» **PROBLEM TO SOLVE**
Copy every line, leaving nothing out and adding nothing.

--- START OF AVAILABLE DATA ---

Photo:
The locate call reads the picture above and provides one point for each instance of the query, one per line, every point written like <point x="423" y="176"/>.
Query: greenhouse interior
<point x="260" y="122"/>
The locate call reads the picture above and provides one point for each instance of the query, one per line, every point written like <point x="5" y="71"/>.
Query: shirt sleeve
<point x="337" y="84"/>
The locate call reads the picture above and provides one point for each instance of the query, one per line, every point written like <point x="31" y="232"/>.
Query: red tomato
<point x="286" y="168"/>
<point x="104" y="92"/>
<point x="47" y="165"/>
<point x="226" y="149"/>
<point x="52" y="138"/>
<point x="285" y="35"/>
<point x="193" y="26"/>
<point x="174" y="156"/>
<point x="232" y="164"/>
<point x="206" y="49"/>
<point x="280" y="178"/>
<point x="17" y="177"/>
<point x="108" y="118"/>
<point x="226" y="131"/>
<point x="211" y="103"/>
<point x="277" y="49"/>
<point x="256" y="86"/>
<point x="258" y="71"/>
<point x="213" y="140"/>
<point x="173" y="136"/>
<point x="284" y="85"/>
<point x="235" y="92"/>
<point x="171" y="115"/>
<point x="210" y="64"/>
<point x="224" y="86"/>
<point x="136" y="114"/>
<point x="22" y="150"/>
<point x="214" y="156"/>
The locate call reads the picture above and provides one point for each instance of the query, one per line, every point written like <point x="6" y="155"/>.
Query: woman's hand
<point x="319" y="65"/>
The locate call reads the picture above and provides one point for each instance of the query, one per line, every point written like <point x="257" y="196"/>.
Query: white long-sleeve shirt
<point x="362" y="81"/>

--- END OF AVAILABLE DATA ---

» **THE SOLUTION**
Photo:
The locate call reads the picture above and provides one point for each instance of the query, one per line, every point written like <point x="423" y="176"/>.
Query: greenhouse interior
<point x="260" y="122"/>
The locate call reads the picture above and provides one point for each instance of the query, one per line, every point written like <point x="5" y="71"/>.
Query: shirt sleeve
<point x="337" y="84"/>
The locate call reads the picture above and provides one point for each instance of the query, one per line, every point written like <point x="31" y="232"/>.
Query: red tomato
<point x="286" y="168"/>
<point x="104" y="92"/>
<point x="47" y="165"/>
<point x="226" y="149"/>
<point x="52" y="138"/>
<point x="285" y="35"/>
<point x="193" y="26"/>
<point x="174" y="156"/>
<point x="232" y="164"/>
<point x="206" y="49"/>
<point x="280" y="178"/>
<point x="17" y="177"/>
<point x="108" y="118"/>
<point x="226" y="131"/>
<point x="211" y="103"/>
<point x="277" y="49"/>
<point x="256" y="86"/>
<point x="258" y="71"/>
<point x="213" y="140"/>
<point x="173" y="136"/>
<point x="284" y="85"/>
<point x="235" y="92"/>
<point x="171" y="115"/>
<point x="210" y="64"/>
<point x="224" y="86"/>
<point x="136" y="114"/>
<point x="22" y="150"/>
<point x="214" y="156"/>
The locate call reads the picture above and provides one point for each instance of the query, one per line, every point written like <point x="6" y="155"/>.
Query: woman's hand
<point x="319" y="65"/>
The locate call reads the picture above and provides one point for each instance of the query, one per line, every point written like <point x="257" y="196"/>.
Query: white long-sleeve shirt
<point x="362" y="81"/>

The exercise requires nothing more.